**WHAT IS NEEDED:**
Extract each line below that contains the string "tower", matching upper and lower case exactly.

Records from a dataset:

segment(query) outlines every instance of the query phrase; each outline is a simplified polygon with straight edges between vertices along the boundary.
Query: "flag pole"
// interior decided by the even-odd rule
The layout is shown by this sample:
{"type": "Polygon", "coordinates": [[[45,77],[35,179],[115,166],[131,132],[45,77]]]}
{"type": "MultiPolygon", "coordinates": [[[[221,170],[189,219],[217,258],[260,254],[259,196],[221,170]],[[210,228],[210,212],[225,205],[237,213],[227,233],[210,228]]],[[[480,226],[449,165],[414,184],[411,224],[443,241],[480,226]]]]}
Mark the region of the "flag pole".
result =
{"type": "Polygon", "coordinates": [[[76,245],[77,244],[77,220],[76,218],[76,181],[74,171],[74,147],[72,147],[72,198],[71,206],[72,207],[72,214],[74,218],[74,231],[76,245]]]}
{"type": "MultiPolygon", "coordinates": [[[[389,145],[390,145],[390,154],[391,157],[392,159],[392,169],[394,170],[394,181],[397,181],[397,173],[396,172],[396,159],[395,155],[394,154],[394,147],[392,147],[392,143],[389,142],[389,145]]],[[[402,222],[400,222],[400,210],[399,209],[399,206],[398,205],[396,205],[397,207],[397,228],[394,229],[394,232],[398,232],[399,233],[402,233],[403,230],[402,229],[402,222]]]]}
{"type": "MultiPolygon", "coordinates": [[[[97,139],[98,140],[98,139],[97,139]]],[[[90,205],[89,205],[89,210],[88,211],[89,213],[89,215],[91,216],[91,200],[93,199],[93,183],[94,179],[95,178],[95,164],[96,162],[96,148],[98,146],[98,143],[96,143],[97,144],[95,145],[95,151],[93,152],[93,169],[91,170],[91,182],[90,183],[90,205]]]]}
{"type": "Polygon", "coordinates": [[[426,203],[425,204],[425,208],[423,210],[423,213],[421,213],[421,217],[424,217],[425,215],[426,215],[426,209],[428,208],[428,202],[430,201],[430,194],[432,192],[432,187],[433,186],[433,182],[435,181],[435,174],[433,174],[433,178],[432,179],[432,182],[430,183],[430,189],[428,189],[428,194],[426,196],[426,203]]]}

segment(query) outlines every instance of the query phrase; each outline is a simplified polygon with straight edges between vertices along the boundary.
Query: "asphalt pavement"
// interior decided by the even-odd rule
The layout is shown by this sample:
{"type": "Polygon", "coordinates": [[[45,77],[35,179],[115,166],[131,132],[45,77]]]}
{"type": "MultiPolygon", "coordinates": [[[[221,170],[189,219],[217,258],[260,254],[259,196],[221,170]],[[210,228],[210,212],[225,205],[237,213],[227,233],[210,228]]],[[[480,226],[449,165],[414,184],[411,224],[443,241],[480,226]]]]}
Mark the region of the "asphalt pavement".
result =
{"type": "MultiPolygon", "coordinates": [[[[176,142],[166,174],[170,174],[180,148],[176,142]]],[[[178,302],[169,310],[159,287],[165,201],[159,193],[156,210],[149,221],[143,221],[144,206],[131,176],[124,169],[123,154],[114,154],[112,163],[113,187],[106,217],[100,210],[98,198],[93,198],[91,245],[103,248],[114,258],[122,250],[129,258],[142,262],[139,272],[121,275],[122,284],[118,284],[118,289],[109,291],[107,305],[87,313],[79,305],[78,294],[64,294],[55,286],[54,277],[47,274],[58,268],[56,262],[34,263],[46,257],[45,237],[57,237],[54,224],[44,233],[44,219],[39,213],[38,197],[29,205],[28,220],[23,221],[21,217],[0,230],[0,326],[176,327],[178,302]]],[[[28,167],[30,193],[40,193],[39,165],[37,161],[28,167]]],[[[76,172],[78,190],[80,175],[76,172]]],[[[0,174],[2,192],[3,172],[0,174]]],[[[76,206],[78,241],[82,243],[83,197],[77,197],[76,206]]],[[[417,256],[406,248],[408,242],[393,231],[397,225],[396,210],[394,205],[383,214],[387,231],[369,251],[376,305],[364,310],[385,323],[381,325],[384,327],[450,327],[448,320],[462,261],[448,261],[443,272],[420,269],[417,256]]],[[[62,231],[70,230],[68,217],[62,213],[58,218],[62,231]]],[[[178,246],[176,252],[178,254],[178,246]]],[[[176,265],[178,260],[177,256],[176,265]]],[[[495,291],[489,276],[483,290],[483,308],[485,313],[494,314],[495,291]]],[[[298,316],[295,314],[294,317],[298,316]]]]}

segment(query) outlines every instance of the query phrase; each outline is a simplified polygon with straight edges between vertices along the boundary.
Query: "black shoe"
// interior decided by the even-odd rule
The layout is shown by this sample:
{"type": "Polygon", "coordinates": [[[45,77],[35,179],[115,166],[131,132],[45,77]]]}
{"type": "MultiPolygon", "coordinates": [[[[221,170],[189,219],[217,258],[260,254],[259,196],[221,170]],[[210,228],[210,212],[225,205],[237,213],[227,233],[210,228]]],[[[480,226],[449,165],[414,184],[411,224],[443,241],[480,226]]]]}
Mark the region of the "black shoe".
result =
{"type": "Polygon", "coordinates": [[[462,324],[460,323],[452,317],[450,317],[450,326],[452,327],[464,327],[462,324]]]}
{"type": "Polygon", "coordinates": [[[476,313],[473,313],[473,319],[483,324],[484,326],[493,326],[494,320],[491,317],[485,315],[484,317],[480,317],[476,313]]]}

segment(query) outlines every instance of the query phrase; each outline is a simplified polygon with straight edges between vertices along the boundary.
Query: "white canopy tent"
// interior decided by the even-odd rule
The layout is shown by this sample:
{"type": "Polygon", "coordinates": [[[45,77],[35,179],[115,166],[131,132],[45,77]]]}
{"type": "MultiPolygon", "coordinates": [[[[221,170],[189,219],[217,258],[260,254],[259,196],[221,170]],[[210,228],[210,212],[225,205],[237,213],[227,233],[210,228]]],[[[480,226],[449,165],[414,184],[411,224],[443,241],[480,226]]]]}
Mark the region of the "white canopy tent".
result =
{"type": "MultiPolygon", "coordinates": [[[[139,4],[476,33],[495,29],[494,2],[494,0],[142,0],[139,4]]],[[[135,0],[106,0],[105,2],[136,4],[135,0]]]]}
---
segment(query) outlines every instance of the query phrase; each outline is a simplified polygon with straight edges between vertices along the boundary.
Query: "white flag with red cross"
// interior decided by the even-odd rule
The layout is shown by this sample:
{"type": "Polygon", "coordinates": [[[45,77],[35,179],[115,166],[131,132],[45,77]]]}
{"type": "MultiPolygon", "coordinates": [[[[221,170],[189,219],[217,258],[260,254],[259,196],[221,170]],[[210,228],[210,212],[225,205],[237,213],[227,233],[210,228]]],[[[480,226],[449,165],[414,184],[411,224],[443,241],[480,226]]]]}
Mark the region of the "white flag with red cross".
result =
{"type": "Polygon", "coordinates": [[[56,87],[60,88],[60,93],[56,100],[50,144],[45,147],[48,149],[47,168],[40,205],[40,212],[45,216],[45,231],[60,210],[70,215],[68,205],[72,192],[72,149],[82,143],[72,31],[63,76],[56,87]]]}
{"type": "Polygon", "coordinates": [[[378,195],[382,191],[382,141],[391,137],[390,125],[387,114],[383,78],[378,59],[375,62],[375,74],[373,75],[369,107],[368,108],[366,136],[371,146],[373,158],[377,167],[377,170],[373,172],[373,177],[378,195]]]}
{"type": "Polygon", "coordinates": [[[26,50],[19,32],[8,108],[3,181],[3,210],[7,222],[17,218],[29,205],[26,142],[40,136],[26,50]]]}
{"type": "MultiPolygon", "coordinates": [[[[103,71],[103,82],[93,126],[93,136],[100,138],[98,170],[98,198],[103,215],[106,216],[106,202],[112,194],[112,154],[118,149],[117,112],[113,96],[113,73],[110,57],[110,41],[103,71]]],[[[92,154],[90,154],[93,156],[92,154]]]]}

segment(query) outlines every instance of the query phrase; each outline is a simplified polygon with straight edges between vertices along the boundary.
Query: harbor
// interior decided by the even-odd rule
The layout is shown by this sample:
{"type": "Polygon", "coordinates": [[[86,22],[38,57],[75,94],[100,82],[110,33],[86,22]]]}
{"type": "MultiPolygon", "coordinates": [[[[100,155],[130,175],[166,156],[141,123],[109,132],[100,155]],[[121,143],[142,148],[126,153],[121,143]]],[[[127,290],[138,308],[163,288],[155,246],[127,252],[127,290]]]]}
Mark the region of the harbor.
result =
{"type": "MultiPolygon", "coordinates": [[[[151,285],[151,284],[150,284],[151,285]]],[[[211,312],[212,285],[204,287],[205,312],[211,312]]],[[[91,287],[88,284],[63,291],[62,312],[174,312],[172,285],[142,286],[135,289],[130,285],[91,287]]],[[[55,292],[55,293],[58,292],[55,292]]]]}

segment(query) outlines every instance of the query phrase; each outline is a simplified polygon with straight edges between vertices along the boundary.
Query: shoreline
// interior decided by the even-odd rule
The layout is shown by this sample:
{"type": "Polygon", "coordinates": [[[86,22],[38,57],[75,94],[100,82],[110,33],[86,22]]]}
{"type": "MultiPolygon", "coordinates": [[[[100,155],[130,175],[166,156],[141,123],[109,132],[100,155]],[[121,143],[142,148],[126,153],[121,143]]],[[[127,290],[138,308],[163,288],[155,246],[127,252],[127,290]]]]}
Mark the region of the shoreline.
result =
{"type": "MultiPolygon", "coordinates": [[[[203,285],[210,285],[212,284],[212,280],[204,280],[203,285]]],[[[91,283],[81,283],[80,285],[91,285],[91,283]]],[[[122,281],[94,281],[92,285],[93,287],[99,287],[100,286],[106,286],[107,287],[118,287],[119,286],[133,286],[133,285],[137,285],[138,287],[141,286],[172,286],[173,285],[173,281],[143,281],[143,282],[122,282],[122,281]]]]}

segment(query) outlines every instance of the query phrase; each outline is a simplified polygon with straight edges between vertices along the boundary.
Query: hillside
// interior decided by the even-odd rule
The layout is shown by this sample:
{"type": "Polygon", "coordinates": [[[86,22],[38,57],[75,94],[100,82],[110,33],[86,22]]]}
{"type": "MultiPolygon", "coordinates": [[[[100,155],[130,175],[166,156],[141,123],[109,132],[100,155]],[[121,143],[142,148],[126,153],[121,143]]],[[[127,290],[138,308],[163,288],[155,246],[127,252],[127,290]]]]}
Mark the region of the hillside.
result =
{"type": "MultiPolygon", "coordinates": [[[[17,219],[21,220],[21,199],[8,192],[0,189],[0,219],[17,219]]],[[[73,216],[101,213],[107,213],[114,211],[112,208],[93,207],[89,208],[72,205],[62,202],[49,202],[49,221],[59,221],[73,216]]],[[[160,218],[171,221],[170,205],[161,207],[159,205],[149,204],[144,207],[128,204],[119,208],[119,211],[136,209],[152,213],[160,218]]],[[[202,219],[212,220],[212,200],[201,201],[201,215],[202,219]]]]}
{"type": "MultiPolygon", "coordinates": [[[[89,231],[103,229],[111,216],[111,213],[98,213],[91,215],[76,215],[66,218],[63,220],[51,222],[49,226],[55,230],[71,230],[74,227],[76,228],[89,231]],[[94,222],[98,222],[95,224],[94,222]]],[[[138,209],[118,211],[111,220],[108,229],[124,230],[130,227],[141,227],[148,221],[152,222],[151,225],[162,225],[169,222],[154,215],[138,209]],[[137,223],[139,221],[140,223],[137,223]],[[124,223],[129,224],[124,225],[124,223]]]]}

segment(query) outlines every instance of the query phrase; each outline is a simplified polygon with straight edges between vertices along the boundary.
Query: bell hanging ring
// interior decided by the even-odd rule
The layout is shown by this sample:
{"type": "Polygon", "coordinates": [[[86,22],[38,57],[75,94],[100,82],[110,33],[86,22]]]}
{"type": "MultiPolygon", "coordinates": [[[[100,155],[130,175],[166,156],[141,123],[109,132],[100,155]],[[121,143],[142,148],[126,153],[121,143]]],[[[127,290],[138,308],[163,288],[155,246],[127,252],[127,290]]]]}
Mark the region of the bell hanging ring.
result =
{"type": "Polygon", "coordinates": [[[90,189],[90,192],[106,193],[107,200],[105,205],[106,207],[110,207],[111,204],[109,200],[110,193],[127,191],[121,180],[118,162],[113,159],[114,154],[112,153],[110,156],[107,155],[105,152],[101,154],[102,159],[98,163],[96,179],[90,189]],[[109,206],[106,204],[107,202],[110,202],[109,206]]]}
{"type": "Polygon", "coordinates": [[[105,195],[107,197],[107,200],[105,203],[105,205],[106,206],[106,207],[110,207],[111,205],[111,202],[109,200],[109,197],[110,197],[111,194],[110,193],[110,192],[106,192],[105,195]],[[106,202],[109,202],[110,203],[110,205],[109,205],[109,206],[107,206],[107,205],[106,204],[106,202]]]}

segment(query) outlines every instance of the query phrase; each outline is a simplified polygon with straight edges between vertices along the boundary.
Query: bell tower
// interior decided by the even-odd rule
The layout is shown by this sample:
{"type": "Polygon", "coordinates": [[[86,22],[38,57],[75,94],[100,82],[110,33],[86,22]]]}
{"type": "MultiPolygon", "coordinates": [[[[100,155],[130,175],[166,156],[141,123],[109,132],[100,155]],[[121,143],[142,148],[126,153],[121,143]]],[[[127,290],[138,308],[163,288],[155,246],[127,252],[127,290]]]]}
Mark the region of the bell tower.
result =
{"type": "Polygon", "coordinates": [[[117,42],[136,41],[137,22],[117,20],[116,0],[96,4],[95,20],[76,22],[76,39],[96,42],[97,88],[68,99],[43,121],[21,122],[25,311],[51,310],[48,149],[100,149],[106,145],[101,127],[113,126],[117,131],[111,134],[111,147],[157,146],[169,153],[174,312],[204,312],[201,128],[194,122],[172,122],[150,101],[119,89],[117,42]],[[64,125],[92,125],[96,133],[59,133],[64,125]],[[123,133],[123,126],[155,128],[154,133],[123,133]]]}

**THE REPLY:**
Query: bell tower
Mark the region of the bell tower.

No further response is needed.